As the attachment structure for vehicle solar panel according to claim 4, in claim 1, the panel-side attachment portion may be bonded to the solar module, and a part of the connection portion may be a low rigidity portion that is lower in rigidity than another part of the connection portion.

In the attachment structure for vehicle solar panel of claim 4, when a force in a direction separating from the vehicle-body configuring member acts on the solar panel, the low rigidity portion that is a part of the connection portion is deformed to absorb this force. Accordingly, in this case, there is a small possibility that the panel-side attachment portion is separated from the solar module due to this force. Thus, the solar module is less liable to fly away.

As the attachment structure for vehicle solar panel according to claim 5, in claim 1, one surface in a thickness direction of the panel-side attachment portion having flexibility may be a first surface bonded to the solar module, and a second surface that is another surface in the thickness direction of the panel-side attachment portion may include at least one recessed portion.

In the attachment structure for vehicle solar panel of claim 5, when a force in a direction separating from the vehicle-body configuring member acts on the solar panel, the panel-side attachment portion including the recessed portion and having flexibility is deformed to absorb this force. Accordingly, in this case, there is a small possibility that the panel-side attachment portion is separated from the solar module due to this force. Thus, the solar module is less liable to fly away.

As the attachment structure for vehicle solar panel according to claim 6, in claim 1, a support member may be fixed to the solar module, the support member including a facing portion that faces the solar module while being separated from the solar module. The panel-side attachment portion may be positioned in a space between the solar module and the facing portion, and may be larger in diameter than a through-hole provided in the facing portion.

The connection portion may pass through the through-hole so as to be movable relative to the through-hole.

In the attachment structure for vehicle solar panel of claim 6, when a force in a direction separating from the vehicle-body configuring member acts on the solar panel, the facing portion (the through-hole) of the support member fixed to the solar module moves relative to the connection portion to absorb this force. Accordingly, in this case, there is a small possibility that the panel-side attachment portion is separated from the solar module due to this force. Further, the panel-side attachment portion is larger in diameter than the through-hole provided in the facing portion, and hence the solar module is prevented from flying away by the panel-side attachment portion and the facing portion.

In the attachment structure for vehicle solar panel according to claim 7, in claim 1, the panel-side attachment portion may include a temporary holding portion configured to temporarily hold a part of the connection portion.

In the attachment structure for vehicle solar panel of claim 7, when the work of attaching the solar panel to the vehicle-body configuring member is performed in a state in which the panel-side attachment portion is connected to the solar module, a possibility that the connection portion hinders this work can be reduced.

The attachment structure for vehicle solar panel according to the present disclosure has such an excellent effect that the possibility that the solar module of the solar panel provided in the vehicle flies away can be reduced and the solar panel is less liable to receive the reaction force from the vehicle-body configuring member when the solar panel is moved to the vehicle-body configuring member side.

» **GOAL 1**
From the solar panel passage, reproduce the stretch from "In the attachment structure for vehicle solar panel according" through "a part of the connection portion.".
» **GOAL 2**
In the solar panel passage, what is the temporary holding portion of the panel-side attachment portion configured to hold temporarily?

» **MATERIAL**
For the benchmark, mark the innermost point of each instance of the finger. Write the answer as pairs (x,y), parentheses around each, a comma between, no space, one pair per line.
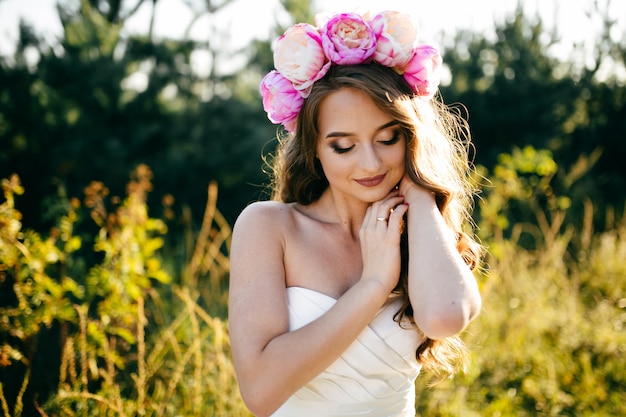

» **CORRECT RESULT 1**
In the attachment structure for vehicle solar panel according to claim 7, in claim 1, the panel-side attachment portion may include a temporary holding portion configured to temporarily hold a part of the connection portion.

» **CORRECT RESULT 2**
A part of the connection portion.